**PROMPT A**
Rewrite the paragraph of the homelessness discussion that begins "This doesn’t work always" as a short list that keeps its main points.
**PROMPT B**
Do these statements agree with the homelessness discussion? Answer yes or no for each, quoting the deciding words. (i) The article's title is "6 Best Cities To Be Homeless in the US." (ii) The article says San Diego and Berkeley have made strong progress on homelessness. (iii) Houston is described as having a high cost of living.

**PASSAGE TO READ**
Content starts

But our reporting shows there are more effective and compassionate ways for cities to deal with these issues.
Their reporting did no such thing. Neither the article itself nor the linked guide have any case study naming a single city trying something else and having it work.
The title of this article is “6 Best Cities To Be Homeless in the US”. The article also says that two of them have made little to no progress with their homelessness (san Diego and Berkeley). And the others are still struggling with the problem.
The article seems to answer the question of: where is it easiest to live on the street, as it mentions Berkeley and San Diego having good weather, therefore, being easier to live outside.
The only success story seems to be Houston which famously has a low cost of living. I’m not sure this qualifies as a solution to the problem.
I'm curious to know the difference in approach where it's is effective, and where it's not. I've heard nothing but good from HF with regards to places like Finland, but this CBC report from Ottawa is grim:
They also have a program that seems to be at least somewhat effective at helping them get out of that situation. The fact that it is less than 100% effective, or that some homeless may be unwilling to enter it, does not detract from the usefulness of the program.
This doesn’t work always, or even most of the time. There are populations of homeless people that refuse services and are homeless on purpose (for example to abuse drugs freely). I recall reading about situations like homeless people destroying shelter offered to them - for example stripping wiring or selling appliances to get cash to fuel addictions. There are some people that need mental health services and can’t survive even if offered shelter.
That said, I do feel it is cheaper to subsidize housing directly than to fund the grift heavy homeless industrial complex that we find in cities like SF or Portland or Seattle, where lots of money is spent with no results.
In my experience, these are myths used to demonize people without homes and undermine programs to help them. Is there evidence that these issues are significant, or is it just something repeated on the Internet?
Most of the other suggestions are banal, and self-evident qualitative improvements (assuming you agree with the authors that homeless are people to be helped, and not a problem to be solved, which I wouldn't take for granted on HN). eg. maybe cops and sanitation workers aren't equipped to help people, so why are we sending them? Maybe housing costs are too high and we should build affordable housing? and other points which ChatGPT could probably summarize.
Their reporting did no such thing. Neither the article itself nor the linked guide have any case study naming a single city trying something else and having it work.
It’s an attempt to create a fact recursively.

Content ends

Stored items:
Content starts

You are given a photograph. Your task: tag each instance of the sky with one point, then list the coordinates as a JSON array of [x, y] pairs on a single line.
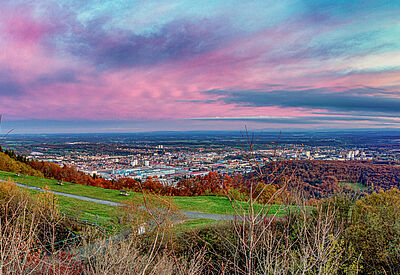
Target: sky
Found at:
[[154, 65]]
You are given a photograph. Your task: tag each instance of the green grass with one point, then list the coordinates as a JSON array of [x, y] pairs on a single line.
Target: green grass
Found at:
[[353, 185], [84, 210], [203, 204], [195, 223]]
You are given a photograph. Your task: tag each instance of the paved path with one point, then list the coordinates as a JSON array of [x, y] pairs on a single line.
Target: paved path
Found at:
[[188, 214]]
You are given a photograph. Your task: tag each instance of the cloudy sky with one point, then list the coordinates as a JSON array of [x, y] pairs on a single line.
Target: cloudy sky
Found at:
[[129, 66]]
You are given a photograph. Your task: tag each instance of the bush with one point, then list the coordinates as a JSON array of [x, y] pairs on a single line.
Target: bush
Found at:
[[375, 231]]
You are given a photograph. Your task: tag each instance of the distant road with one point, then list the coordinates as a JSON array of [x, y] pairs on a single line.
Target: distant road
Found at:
[[188, 214]]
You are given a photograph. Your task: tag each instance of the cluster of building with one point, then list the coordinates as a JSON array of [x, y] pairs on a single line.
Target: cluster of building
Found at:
[[186, 162]]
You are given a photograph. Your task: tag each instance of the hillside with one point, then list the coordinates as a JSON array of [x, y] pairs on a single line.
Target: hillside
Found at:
[[321, 178]]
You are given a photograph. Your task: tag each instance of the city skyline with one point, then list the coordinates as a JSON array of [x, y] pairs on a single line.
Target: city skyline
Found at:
[[137, 66]]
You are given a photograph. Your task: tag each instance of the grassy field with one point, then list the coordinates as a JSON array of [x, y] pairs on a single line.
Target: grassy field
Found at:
[[203, 204], [353, 185], [195, 223], [84, 210]]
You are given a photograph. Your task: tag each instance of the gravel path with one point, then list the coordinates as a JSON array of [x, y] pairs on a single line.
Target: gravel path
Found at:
[[188, 214]]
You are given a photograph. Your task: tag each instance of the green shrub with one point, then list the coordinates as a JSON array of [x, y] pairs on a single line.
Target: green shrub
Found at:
[[375, 231]]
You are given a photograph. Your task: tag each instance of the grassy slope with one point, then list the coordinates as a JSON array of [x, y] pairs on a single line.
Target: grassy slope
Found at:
[[204, 204], [106, 215]]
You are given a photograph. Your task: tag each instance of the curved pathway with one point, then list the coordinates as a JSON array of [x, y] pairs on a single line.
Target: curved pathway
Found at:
[[188, 214]]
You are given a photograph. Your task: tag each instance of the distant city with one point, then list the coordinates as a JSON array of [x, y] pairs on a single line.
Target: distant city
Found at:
[[172, 156]]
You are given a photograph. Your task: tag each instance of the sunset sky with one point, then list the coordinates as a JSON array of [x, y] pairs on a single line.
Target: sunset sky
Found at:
[[132, 66]]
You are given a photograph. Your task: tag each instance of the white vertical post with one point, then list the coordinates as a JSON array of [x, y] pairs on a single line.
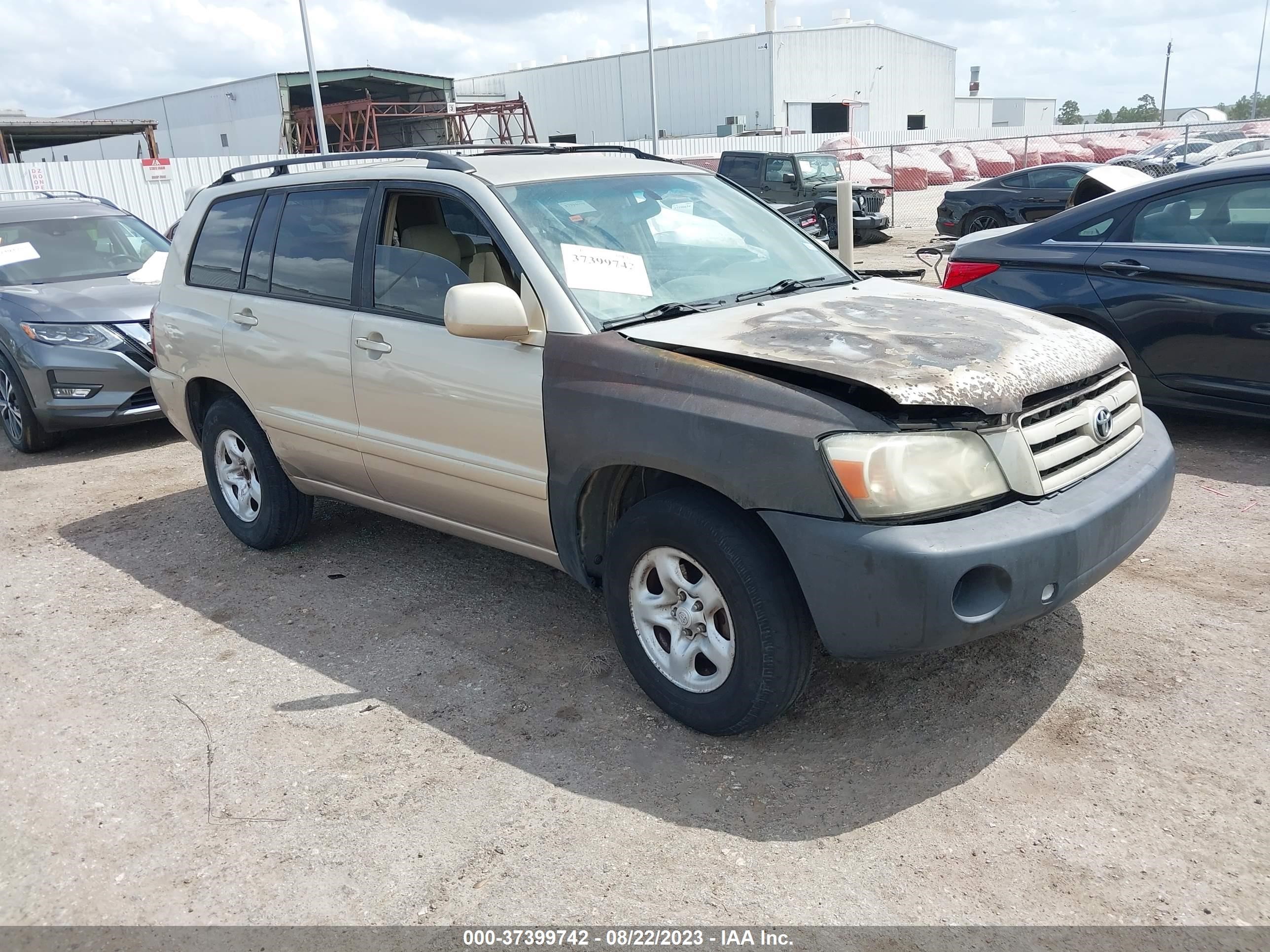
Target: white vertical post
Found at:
[[652, 74], [319, 116], [846, 225], [1256, 79]]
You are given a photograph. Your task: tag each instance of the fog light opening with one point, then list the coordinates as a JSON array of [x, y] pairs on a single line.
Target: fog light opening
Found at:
[[981, 593], [74, 391]]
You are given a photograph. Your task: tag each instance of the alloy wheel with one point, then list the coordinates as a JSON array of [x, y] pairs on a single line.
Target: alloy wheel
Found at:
[[10, 411], [682, 620], [237, 476]]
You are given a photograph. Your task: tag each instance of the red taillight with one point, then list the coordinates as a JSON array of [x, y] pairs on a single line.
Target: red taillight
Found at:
[[963, 272]]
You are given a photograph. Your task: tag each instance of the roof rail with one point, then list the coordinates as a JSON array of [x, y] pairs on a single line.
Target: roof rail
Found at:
[[437, 157], [59, 193], [556, 148], [436, 160]]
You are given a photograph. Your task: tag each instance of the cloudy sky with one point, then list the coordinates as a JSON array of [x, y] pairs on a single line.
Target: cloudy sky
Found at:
[[68, 55]]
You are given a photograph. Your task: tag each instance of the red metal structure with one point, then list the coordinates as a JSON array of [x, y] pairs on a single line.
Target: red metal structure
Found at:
[[357, 124]]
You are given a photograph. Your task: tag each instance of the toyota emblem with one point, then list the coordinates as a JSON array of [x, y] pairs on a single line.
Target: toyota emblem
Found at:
[[1101, 424]]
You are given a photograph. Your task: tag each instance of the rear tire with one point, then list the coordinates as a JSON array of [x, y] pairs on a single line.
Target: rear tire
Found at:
[[254, 497], [17, 417], [982, 220], [762, 635]]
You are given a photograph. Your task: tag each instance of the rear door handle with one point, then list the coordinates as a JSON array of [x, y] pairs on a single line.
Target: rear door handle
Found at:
[[1125, 267], [379, 347]]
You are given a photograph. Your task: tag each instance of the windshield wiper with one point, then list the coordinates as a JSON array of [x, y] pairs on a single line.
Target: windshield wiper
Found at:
[[672, 309], [792, 285]]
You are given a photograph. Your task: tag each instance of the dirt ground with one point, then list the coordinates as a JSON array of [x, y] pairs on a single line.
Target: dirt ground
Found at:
[[415, 729]]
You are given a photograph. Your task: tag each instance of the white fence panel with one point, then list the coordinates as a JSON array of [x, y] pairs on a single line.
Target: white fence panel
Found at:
[[124, 182]]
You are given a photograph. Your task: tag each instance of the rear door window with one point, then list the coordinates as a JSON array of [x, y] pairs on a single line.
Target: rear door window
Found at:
[[1236, 215], [741, 168], [1056, 178], [317, 244], [221, 243]]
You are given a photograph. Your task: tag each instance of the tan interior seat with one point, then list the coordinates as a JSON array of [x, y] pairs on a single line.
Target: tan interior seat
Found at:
[[433, 240]]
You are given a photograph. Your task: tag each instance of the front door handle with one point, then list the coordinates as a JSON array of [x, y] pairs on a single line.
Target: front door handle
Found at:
[[1125, 268], [379, 347]]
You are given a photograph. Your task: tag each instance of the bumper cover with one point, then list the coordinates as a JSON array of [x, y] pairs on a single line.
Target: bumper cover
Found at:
[[877, 223], [121, 387], [881, 591]]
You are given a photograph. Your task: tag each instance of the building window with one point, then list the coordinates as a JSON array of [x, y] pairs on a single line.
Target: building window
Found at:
[[831, 117]]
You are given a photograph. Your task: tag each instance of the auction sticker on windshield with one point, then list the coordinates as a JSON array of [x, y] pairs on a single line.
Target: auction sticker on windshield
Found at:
[[601, 270], [21, 252]]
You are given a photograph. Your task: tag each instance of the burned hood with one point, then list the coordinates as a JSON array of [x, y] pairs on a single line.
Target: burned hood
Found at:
[[918, 345]]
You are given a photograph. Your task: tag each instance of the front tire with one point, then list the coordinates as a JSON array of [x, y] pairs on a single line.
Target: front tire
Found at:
[[706, 612], [17, 417], [254, 497]]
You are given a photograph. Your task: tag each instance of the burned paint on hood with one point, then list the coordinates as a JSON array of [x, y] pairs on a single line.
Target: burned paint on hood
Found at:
[[922, 347]]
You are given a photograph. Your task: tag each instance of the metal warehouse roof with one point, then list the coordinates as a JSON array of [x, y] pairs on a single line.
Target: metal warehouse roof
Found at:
[[22, 133]]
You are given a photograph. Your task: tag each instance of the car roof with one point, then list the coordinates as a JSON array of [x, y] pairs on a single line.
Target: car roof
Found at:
[[54, 208], [497, 169]]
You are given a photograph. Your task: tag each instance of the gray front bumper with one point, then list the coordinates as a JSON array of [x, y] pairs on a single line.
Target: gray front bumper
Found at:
[[878, 591], [125, 394]]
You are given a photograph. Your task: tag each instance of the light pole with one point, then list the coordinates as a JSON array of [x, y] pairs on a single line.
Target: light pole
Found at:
[[319, 117], [1256, 82], [652, 74]]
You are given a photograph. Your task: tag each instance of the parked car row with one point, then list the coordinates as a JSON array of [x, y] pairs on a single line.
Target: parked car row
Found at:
[[1176, 271], [633, 371]]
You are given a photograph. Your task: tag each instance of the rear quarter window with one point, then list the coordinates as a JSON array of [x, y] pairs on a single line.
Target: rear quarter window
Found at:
[[221, 244]]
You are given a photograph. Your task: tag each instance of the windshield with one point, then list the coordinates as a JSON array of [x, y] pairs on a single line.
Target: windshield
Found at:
[[627, 244], [67, 249], [822, 168]]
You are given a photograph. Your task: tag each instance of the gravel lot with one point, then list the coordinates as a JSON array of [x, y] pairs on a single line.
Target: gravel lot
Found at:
[[424, 730]]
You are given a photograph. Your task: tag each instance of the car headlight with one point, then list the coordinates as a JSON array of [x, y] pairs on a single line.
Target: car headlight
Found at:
[[75, 334], [889, 475]]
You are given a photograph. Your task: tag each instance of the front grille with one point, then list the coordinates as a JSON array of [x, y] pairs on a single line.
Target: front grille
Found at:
[[141, 399], [1059, 428], [870, 202]]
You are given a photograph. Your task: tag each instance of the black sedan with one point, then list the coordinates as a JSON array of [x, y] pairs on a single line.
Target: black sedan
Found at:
[[1176, 271], [1015, 199]]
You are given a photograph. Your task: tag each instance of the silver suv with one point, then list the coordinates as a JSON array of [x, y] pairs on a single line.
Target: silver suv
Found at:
[[75, 305], [636, 373]]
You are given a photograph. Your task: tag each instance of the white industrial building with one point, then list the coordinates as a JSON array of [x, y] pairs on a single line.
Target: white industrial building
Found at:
[[254, 116], [836, 78]]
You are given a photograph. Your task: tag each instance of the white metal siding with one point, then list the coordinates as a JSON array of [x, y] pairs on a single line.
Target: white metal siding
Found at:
[[606, 98], [248, 112], [840, 63], [972, 112]]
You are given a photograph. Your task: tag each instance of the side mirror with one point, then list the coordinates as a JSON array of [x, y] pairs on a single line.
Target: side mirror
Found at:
[[486, 310]]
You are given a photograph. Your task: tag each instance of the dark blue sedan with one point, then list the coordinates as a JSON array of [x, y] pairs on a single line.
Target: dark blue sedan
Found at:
[[1175, 271]]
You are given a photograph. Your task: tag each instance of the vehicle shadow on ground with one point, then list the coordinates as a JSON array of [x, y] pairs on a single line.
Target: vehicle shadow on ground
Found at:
[[101, 442], [1213, 447], [515, 660]]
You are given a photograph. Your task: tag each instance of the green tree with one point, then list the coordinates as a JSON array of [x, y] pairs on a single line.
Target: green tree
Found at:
[[1242, 107], [1070, 115]]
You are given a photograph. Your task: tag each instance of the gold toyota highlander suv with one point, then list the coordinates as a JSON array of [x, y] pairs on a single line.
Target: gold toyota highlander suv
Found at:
[[636, 373]]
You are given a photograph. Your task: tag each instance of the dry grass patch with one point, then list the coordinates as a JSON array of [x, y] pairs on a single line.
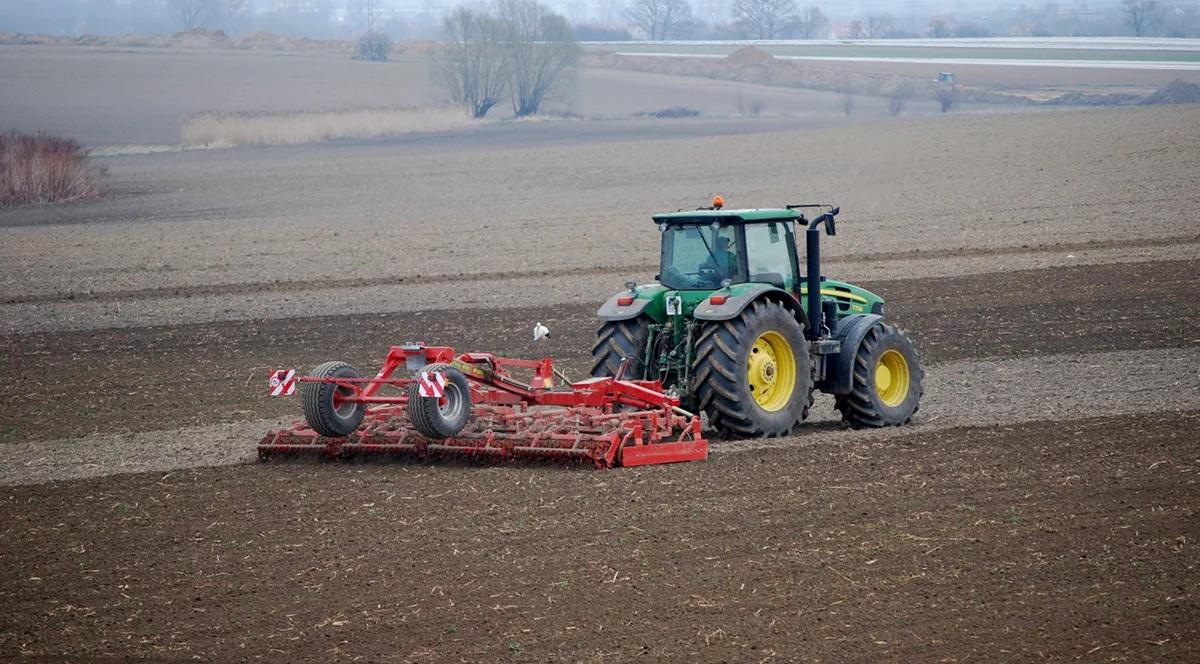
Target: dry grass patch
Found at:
[[213, 130], [39, 168]]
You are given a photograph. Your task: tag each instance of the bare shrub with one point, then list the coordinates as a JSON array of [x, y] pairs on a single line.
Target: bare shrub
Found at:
[[474, 67], [540, 49], [753, 107], [226, 130], [811, 23], [763, 19], [660, 19], [899, 95], [521, 51], [375, 47], [45, 169], [947, 96]]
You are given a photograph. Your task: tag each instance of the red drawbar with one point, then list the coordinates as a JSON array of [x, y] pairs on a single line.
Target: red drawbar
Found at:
[[606, 420]]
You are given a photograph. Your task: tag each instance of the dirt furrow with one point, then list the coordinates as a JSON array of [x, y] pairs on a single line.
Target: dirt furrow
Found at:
[[151, 378], [1041, 540], [957, 394]]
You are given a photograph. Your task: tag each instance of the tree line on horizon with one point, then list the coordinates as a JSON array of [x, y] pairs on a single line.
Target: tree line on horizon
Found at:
[[623, 19]]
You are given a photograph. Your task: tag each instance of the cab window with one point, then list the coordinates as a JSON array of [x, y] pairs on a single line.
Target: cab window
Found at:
[[769, 250], [700, 256]]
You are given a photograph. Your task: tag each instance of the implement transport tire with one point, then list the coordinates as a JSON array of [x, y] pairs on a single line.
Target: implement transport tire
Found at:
[[317, 400], [888, 381], [441, 418], [618, 340], [753, 372]]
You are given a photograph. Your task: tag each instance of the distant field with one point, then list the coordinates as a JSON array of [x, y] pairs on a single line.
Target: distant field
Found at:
[[918, 51], [120, 97]]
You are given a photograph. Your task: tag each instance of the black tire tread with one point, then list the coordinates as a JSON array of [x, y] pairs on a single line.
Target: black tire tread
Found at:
[[717, 376], [858, 407], [423, 412], [318, 408], [618, 340]]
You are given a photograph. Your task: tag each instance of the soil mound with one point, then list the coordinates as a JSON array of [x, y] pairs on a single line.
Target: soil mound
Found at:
[[199, 37], [1176, 91], [1085, 99], [748, 55]]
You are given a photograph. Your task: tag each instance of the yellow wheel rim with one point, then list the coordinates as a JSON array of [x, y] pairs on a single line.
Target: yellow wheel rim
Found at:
[[892, 378], [771, 371]]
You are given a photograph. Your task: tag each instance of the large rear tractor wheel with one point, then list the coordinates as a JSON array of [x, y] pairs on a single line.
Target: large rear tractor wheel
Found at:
[[753, 374], [618, 340], [439, 418], [322, 410], [888, 381]]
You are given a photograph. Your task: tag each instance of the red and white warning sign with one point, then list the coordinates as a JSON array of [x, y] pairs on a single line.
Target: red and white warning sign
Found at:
[[432, 383], [283, 382]]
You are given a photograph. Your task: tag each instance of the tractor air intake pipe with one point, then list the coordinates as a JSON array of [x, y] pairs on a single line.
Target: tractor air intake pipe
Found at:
[[813, 252]]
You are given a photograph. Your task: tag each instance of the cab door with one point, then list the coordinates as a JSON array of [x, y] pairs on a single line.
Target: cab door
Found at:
[[771, 255]]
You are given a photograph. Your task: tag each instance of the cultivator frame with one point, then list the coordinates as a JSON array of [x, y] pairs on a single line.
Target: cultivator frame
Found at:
[[611, 422]]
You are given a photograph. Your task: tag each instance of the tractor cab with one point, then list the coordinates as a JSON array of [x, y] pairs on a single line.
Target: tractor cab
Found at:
[[714, 249], [732, 251], [736, 329]]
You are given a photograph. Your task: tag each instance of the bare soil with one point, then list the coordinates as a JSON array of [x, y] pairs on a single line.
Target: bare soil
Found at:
[[64, 384], [1042, 507], [1001, 543]]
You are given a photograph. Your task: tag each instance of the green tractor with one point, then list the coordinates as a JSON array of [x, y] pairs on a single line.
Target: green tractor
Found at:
[[736, 330]]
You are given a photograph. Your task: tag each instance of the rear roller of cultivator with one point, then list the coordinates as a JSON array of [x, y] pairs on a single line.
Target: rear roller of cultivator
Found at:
[[471, 405]]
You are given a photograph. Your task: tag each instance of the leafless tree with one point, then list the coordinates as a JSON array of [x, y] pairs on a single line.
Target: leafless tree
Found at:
[[765, 19], [189, 12], [660, 19], [901, 91], [369, 13], [947, 96], [1141, 15], [474, 67], [813, 23], [940, 28], [540, 49], [879, 27]]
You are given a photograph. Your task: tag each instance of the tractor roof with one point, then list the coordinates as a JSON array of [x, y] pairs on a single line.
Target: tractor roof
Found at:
[[727, 216]]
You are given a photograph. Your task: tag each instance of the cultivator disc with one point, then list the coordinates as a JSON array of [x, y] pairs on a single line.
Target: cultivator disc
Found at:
[[607, 422]]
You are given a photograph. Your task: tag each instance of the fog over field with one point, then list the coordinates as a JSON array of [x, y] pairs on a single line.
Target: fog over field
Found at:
[[993, 458]]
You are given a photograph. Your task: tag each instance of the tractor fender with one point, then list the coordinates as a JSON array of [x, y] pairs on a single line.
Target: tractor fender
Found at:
[[611, 311], [840, 368], [736, 303]]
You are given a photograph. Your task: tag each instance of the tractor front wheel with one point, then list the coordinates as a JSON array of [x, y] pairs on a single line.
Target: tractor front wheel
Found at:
[[753, 374], [323, 411], [888, 381], [618, 340]]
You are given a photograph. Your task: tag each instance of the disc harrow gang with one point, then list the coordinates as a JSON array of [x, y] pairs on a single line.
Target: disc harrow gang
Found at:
[[610, 422]]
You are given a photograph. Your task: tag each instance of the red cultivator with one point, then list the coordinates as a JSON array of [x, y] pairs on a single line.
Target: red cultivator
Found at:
[[469, 404]]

Content ends

**ANSWER SPACE A**
- It doesn't always work, or even most of the time.
- Some homeless people refuse services and are homeless on purpose, for example to abuse drugs freely.
- The writer recalls reading about homeless people destroying shelter offered to them, such as stripping wiring or selling appliances to get cash for their addictions.
- Some people need mental health services and can't survive even if offered shelter.

**ANSWER SPACE B**
(i) Yes: "The title of this article is “6 Best Cities To Be Homeless in the US”."
(ii) No: "two of them have made little to no progress with their homelessness (san Diego and Berkeley)."
(iii) No: "The only success story seems to be Houston which famously has a low cost of living."